* [MATERIAL FOR THE TASK]

-- START --

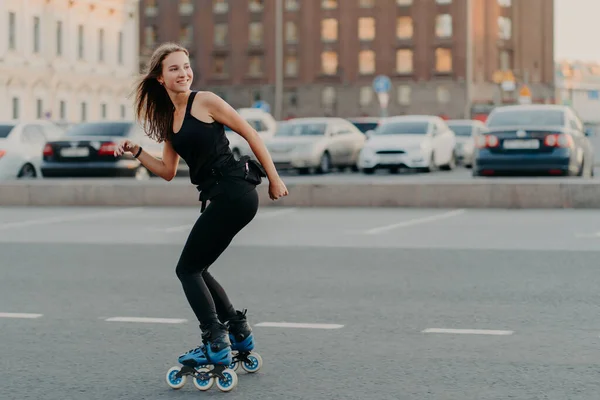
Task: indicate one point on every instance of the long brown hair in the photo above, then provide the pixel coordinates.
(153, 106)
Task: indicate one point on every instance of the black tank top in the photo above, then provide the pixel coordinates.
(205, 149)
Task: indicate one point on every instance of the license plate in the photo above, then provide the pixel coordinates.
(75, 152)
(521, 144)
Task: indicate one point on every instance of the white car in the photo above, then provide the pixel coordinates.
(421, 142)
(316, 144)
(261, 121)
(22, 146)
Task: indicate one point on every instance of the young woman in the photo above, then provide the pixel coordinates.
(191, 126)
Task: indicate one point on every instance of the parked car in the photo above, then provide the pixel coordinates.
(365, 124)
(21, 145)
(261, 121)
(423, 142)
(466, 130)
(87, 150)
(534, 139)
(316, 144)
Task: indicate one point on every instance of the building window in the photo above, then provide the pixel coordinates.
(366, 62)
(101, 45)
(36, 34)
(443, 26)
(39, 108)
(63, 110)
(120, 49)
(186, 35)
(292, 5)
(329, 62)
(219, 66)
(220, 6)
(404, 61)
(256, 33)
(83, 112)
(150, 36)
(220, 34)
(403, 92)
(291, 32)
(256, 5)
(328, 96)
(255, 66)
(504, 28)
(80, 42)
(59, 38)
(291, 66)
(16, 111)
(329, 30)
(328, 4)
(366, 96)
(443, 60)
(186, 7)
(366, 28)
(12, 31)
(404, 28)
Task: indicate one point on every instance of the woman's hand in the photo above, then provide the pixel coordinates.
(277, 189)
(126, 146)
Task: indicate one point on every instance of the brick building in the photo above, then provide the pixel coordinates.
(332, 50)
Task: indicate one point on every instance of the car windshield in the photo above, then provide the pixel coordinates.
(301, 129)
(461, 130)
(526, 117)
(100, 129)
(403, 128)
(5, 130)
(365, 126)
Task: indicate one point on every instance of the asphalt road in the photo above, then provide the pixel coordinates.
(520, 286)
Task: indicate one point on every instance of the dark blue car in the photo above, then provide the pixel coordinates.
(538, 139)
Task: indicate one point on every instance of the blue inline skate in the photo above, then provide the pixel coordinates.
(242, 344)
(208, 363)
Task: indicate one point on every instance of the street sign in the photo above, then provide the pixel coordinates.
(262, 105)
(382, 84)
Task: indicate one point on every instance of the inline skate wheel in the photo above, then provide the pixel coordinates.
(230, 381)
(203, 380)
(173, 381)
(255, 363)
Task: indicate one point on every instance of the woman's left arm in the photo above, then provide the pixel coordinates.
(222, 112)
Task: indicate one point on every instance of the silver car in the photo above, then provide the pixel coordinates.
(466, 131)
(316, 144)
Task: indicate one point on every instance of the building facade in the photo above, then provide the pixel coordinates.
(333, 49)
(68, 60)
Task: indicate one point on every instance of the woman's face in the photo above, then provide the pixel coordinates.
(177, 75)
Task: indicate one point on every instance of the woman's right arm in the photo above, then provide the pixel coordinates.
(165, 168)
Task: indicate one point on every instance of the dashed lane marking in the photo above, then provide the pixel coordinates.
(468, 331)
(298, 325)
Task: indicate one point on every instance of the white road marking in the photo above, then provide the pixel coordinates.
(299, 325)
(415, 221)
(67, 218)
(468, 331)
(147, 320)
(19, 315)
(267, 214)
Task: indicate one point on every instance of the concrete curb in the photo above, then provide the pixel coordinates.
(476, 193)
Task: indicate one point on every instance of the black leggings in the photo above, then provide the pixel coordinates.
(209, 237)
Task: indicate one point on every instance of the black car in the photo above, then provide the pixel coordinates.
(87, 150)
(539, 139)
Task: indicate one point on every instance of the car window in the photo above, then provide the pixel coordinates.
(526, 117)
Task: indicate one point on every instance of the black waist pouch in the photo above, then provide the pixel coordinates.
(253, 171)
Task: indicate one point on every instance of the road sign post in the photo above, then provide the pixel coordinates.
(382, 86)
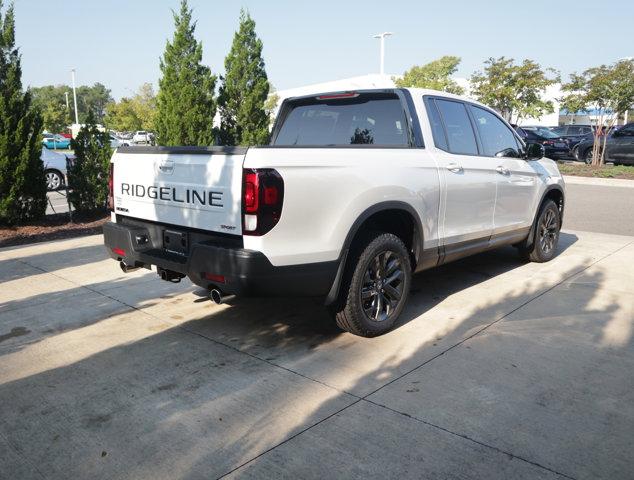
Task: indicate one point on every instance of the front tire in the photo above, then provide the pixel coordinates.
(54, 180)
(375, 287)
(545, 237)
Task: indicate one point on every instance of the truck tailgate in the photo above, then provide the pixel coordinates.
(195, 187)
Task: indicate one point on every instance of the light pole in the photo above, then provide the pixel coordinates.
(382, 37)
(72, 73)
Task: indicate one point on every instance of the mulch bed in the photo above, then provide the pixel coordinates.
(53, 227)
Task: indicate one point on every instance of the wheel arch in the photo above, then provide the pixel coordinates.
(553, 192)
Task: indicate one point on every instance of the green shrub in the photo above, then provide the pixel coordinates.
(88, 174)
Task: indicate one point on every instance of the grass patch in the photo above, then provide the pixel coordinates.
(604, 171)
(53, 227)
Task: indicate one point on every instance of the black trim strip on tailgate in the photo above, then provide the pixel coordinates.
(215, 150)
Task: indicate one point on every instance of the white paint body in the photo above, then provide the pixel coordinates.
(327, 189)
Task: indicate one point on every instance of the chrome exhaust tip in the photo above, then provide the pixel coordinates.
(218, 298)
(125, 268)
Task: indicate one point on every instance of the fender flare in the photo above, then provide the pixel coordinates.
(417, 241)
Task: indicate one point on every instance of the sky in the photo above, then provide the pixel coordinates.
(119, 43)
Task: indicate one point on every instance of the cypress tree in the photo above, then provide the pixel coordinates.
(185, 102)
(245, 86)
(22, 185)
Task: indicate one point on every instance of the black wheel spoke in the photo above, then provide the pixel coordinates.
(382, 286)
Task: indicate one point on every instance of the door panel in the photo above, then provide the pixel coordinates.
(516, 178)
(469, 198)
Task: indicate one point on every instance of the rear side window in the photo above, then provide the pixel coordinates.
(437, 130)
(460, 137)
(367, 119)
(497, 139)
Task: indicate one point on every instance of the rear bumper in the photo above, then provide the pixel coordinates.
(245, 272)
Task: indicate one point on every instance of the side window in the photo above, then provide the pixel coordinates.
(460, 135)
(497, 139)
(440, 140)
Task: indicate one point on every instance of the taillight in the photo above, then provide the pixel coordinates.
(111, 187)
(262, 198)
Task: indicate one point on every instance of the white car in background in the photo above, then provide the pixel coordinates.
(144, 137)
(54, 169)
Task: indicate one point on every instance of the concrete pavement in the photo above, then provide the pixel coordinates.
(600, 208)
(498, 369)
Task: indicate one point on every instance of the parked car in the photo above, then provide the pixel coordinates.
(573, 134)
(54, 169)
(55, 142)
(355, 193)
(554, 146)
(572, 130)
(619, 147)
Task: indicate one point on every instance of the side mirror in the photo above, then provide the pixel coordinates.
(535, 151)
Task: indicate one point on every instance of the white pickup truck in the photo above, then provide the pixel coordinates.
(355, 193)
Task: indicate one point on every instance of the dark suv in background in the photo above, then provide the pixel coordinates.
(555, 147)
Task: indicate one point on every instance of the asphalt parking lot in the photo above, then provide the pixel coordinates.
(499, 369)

-- END --

Could you turn every line of the rows above into a Markdown table with the columns "No." and "Line", numbering each line, skipping blank lines and leaving out the pictures?

* [EXPECTED ANSWER]
| No. | Line |
|---|---|
| 1 | Task: indicate one point on every instance of the long brown hair in the photo above, then provide the pixel coordinates. |
| 2 | (153, 106) |
| 3 | Task: indicate one point on every instance of the black tank top in the photo above, then provide the pixel coordinates. |
| 4 | (205, 149) |
| 5 | Task: indicate one point on every instance of the license plate in the photo above, then provide the pixel coordinates. |
| 6 | (75, 152) |
| 7 | (521, 144) |
| 8 | Task: indicate one point on every instance of the white car in the photo above, then provide the pixel coordinates. |
| 9 | (421, 142) |
| 10 | (316, 144) |
| 11 | (261, 121) |
| 12 | (22, 146) |
| 13 | Task: indicate one point on every instance of the young woman in the photo above, then provide the pixel coordinates. |
| 14 | (191, 126) |
| 15 | Task: indicate one point on every instance of the parked car in the photo above, then provide the pixel coordinates. |
| 16 | (365, 124) |
| 17 | (21, 145) |
| 18 | (261, 121) |
| 19 | (423, 142) |
| 20 | (466, 130) |
| 21 | (87, 150) |
| 22 | (534, 139) |
| 23 | (316, 144) |
| 24 | Task: indicate one point on every instance of the building window in the photo above, then provide the pixel coordinates. |
| 25 | (366, 62) |
| 26 | (101, 45) |
| 27 | (36, 34) |
| 28 | (443, 26) |
| 29 | (39, 108) |
| 30 | (63, 110) |
| 31 | (120, 49) |
| 32 | (186, 35) |
| 33 | (292, 5) |
| 34 | (329, 62) |
| 35 | (219, 66) |
| 36 | (220, 6) |
| 37 | (404, 61) |
| 38 | (256, 33) |
| 39 | (83, 112) |
| 40 | (150, 36) |
| 41 | (220, 34) |
| 42 | (403, 92) |
| 43 | (291, 32) |
| 44 | (256, 5) |
| 45 | (328, 96) |
| 46 | (255, 66) |
| 47 | (504, 28) |
| 48 | (80, 42) |
| 49 | (59, 38) |
| 50 | (291, 66) |
| 51 | (16, 111) |
| 52 | (329, 30) |
| 53 | (328, 4) |
| 54 | (366, 96) |
| 55 | (443, 60) |
| 56 | (186, 7) |
| 57 | (366, 28) |
| 58 | (12, 31) |
| 59 | (404, 28) |
| 60 | Task: indicate one point on every instance of the woman's hand in the photo above, then provide the pixel coordinates. |
| 61 | (277, 189) |
| 62 | (126, 146) |
| 63 | Task: indicate one point on every instance of the brick building in the photo above, then provide the pixel coordinates. |
| 64 | (332, 50) |
| 65 | Task: indicate one point on every instance of the car windshield in the photo above, then provide the pixel coordinates. |
| 66 | (301, 129) |
| 67 | (461, 130) |
| 68 | (526, 117) |
| 69 | (100, 129) |
| 70 | (403, 128) |
| 71 | (5, 130) |
| 72 | (365, 126) |
| 73 | Task: indicate one point on every instance of the asphalt road in the photo above, then provide the pixel coordinates. |
| 74 | (520, 286) |
| 75 | Task: indicate one point on every instance of the dark blue car in the photo above, then provide the pixel coordinates. |
| 76 | (538, 139) |
| 77 | Task: indicate one point on every instance of the blue inline skate in the photo above, then provide the pixel coordinates. |
| 78 | (242, 344) |
| 79 | (208, 363) |
| 80 | Task: indicate one point on every instance of the street sign in the photo above, then provide the pixel coordinates. |
| 81 | (262, 105) |
| 82 | (382, 84) |
| 83 | Task: indicate one point on every instance of the inline skate wheel in the photo above, then provide the pixel coordinates. |
| 84 | (230, 381) |
| 85 | (203, 380) |
| 86 | (173, 381) |
| 87 | (255, 363) |
| 88 | Task: indicate one point on every instance of the woman's left arm in the photo above, then provide the pixel coordinates. |
| 89 | (222, 112) |
| 90 | Task: indicate one point on every instance of the silver car in the photo above, then provide the pixel coordinates. |
| 91 | (466, 131) |
| 92 | (316, 144) |
| 93 | Task: indicate one point on every instance of the building facade in the photo above, then provide the pixel coordinates. |
| 94 | (333, 49) |
| 95 | (68, 60) |
| 96 | Task: indicate one point on every instance of the woman's face in the photo above, then provide the pixel coordinates. |
| 97 | (177, 75) |
| 98 | Task: indicate one point on every instance of the woman's right arm in the photo above, then provide the pixel coordinates. |
| 99 | (165, 168) |
| 100 | Task: indicate one point on every instance of the dashed lane marking in the photo above, then provide the pixel coordinates. |
| 101 | (468, 331) |
| 102 | (298, 325) |
| 103 | Task: indicate one point on every instance of the white road marking in the photo above, then provide the pixel coordinates. |
| 104 | (299, 325) |
| 105 | (415, 221) |
| 106 | (67, 218) |
| 107 | (468, 331) |
| 108 | (147, 320) |
| 109 | (19, 315) |
| 110 | (267, 214) |
| 111 | Task: indicate one point on every instance of the concrete curb in the photo above, then provide the pixel coordinates. |
| 112 | (476, 193) |
| 113 | Task: indicate one point on every instance of the black leggings in the photo above, then provide the pixel coordinates. |
| 114 | (209, 237) |
| 115 | Task: indicate one point on every instance of the black car in the photo above, then provide the pixel coordinates. |
| 116 | (87, 150) |
| 117 | (539, 139) |
| 118 | Task: indicate one point on every instance of the car window in the photo above, then provide the pixel coordinates. |
| 119 | (526, 117) |
| 120 | Task: indicate one point on every instance of the black waist pouch in the photo above, then provide the pixel coordinates. |
| 121 | (253, 171) |
| 122 | Task: indicate one point on every instance of the road sign post in the photo above, then provide the pixel coordinates. |
| 123 | (382, 86) |
| 124 | Task: indicate one point on every instance of the front tire in the photo above, then provide the pixel coordinates. |
| 125 | (54, 180) |
| 126 | (375, 287) |
| 127 | (545, 237) |
| 128 | Task: indicate one point on every instance of the truck tailgate in the photo above, then provide the pixel coordinates. |
| 129 | (195, 187) |
| 130 | Task: indicate one point on every instance of the light pole in the photo above, then provide the pixel coordinates. |
| 131 | (382, 37) |
| 132 | (72, 73) |
| 133 | Task: indicate one point on every instance of the mulch bed in the photo above, then provide the pixel coordinates. |
| 134 | (53, 227) |
| 135 | Task: indicate one point on every instance of the wheel arch in the photo above, then provide the pixel coordinates. |
| 136 | (553, 192) |
| 137 | Task: indicate one point on every instance of the green shrub in the photo above, then provide the pixel coordinates. |
| 138 | (88, 174) |
| 139 | Task: indicate one point on every instance of the grass patch in the photo above, then provide the pixel coordinates. |
| 140 | (604, 171) |
| 141 | (53, 227) |
| 142 | Task: indicate one point on every instance of the black trim strip on tailgate in the photo above, then provide the pixel coordinates. |
| 143 | (215, 150) |
| 144 | Task: indicate one point on every instance of the white paint body in the photo above, then provide the pixel coordinates. |
| 145 | (327, 189) |
| 146 | Task: indicate one point on every instance of the chrome exhaust tip in the photo above, then provide the pixel coordinates. |
| 147 | (218, 298) |
| 148 | (125, 268) |
| 149 | Task: indicate one point on every instance of the fender flare in the photo above, then provide the pixel coordinates. |
| 150 | (417, 241) |
| 151 | Task: indicate one point on every instance of the sky in the photo above, then provide the pixel coordinates. |
| 152 | (119, 43) |
| 153 | Task: indicate one point on every instance of the cypress tree in the photo above, then provide the pixel coordinates. |
| 154 | (185, 102) |
| 155 | (245, 86) |
| 156 | (22, 185) |
| 157 | Task: indicate one point on every instance of the black wheel spoke in the photo above, then provide the pixel coordinates. |
| 158 | (382, 286) |
| 159 | Task: indicate one point on every instance of the door panel in the photo above, then provide the pixel coordinates. |
| 160 | (516, 178) |
| 161 | (469, 198) |
| 162 | Task: indicate one point on every instance of the rear side window in the photo above, then provide the pixel coordinates. |
| 163 | (437, 130) |
| 164 | (460, 137) |
| 165 | (367, 119) |
| 166 | (497, 139) |
| 167 | Task: indicate one point on every instance of the rear bumper in the photo above, then provide the pixel coordinates. |
| 168 | (245, 272) |
| 169 | Task: indicate one point on every instance of the side window in the photo above, then provide the pixel coordinates. |
| 170 | (460, 135) |
| 171 | (497, 139) |
| 172 | (440, 140) |
| 173 | Task: indicate one point on every instance of the taillight in the photo above, then provide the pixel coordinates. |
| 174 | (111, 187) |
| 175 | (262, 198) |
| 176 | Task: indicate one point on every instance of the white car in background in the photo above, then provide the pixel coordinates. |
| 177 | (144, 137) |
| 178 | (54, 169) |
| 179 | Task: indicate one point on every instance of the concrete pavement in the photo above, then provide the pixel coordinates. |
| 180 | (600, 208) |
| 181 | (498, 369) |
| 182 | Task: indicate one point on every instance of the parked car in the photo above, then provide the pixel coordinates. |
| 183 | (573, 134) |
| 184 | (54, 169) |
| 185 | (55, 142) |
| 186 | (355, 193) |
| 187 | (554, 146) |
| 188 | (572, 130) |
| 189 | (619, 147) |
| 190 | Task: indicate one point on every instance of the side mirror in the photo above, then provide the pixel coordinates. |
| 191 | (535, 151) |
| 192 | Task: indicate one point on every instance of the white pickup truck in the photo above, then provide the pixel coordinates. |
| 193 | (355, 193) |
| 194 | Task: indicate one point on every instance of the dark suv in background in the photo above, then provide the pixel coordinates. |
| 195 | (555, 147) |
| 196 | Task: indicate one point on every instance of the asphalt parking lot in the photo above, then provide the pixel coordinates. |
| 197 | (499, 369) |